* **Your instructions**:
Recast the stretch of lines from the very first one through the one containing "[[[312,208],[312,0],[0,11],[0,207]]]" as a numbered list, omitting any blank lines.

-- Start Dataset entries --

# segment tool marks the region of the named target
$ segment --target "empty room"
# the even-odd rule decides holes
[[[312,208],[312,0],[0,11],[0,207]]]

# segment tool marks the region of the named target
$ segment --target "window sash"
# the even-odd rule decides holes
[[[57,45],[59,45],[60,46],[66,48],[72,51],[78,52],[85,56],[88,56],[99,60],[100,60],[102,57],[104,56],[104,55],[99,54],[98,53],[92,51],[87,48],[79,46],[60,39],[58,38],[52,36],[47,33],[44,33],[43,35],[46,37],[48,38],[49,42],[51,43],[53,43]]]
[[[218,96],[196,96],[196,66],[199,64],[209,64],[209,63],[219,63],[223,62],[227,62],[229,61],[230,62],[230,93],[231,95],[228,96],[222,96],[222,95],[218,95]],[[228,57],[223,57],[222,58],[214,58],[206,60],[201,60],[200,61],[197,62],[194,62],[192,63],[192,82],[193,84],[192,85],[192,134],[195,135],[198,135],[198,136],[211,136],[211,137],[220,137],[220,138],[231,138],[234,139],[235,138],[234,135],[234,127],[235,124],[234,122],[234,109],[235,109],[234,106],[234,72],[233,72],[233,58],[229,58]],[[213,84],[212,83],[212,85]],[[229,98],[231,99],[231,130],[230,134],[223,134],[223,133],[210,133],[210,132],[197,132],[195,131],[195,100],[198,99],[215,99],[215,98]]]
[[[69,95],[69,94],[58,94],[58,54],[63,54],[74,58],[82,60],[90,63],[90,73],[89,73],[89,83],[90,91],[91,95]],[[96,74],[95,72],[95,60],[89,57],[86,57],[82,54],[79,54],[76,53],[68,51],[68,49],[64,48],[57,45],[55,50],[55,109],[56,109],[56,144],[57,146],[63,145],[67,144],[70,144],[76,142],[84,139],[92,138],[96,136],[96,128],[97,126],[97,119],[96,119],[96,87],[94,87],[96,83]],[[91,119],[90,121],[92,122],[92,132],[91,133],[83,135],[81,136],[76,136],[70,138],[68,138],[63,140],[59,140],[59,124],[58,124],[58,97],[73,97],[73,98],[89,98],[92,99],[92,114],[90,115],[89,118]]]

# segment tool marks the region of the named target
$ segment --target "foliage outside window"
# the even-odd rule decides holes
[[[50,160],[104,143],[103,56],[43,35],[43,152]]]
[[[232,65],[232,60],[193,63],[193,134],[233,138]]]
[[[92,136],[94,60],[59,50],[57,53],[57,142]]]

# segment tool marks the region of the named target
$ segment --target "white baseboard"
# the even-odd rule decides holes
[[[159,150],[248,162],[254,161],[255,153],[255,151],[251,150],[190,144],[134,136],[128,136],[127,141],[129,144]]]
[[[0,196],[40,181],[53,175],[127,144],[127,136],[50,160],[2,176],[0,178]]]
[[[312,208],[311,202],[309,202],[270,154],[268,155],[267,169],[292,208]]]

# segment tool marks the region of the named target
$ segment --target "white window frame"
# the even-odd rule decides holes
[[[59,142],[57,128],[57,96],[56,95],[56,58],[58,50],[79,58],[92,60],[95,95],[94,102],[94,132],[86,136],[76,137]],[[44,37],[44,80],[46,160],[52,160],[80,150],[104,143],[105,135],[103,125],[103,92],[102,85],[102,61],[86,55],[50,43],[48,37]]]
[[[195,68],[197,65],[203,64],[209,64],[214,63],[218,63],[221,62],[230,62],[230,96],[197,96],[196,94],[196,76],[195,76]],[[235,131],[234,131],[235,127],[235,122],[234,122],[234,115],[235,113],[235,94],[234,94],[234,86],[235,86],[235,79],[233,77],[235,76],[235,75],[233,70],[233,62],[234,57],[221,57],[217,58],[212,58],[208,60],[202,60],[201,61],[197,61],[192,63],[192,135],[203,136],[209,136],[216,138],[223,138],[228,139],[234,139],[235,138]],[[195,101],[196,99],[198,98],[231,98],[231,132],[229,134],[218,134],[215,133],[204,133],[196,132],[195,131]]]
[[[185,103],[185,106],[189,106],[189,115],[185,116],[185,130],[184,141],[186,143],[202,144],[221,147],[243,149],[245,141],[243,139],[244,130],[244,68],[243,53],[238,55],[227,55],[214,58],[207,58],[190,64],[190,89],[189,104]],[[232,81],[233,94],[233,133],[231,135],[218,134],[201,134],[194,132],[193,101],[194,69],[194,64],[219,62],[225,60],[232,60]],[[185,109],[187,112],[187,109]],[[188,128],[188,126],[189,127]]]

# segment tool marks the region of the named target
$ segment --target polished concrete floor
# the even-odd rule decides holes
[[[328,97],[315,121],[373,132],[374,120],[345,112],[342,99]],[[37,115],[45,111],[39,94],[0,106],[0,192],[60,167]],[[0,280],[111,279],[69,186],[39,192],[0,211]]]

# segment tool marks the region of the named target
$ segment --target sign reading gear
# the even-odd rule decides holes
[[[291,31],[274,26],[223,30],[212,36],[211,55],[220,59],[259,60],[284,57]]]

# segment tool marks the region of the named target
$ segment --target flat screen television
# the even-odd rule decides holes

-- End Dataset entries --

* **Answer to the task**:
1. # segment tool marks the region of the named target
2. $ segment --target "empty room"
3. # the even-odd rule decides holes
4. [[[312,208],[312,0],[0,11],[0,207]]]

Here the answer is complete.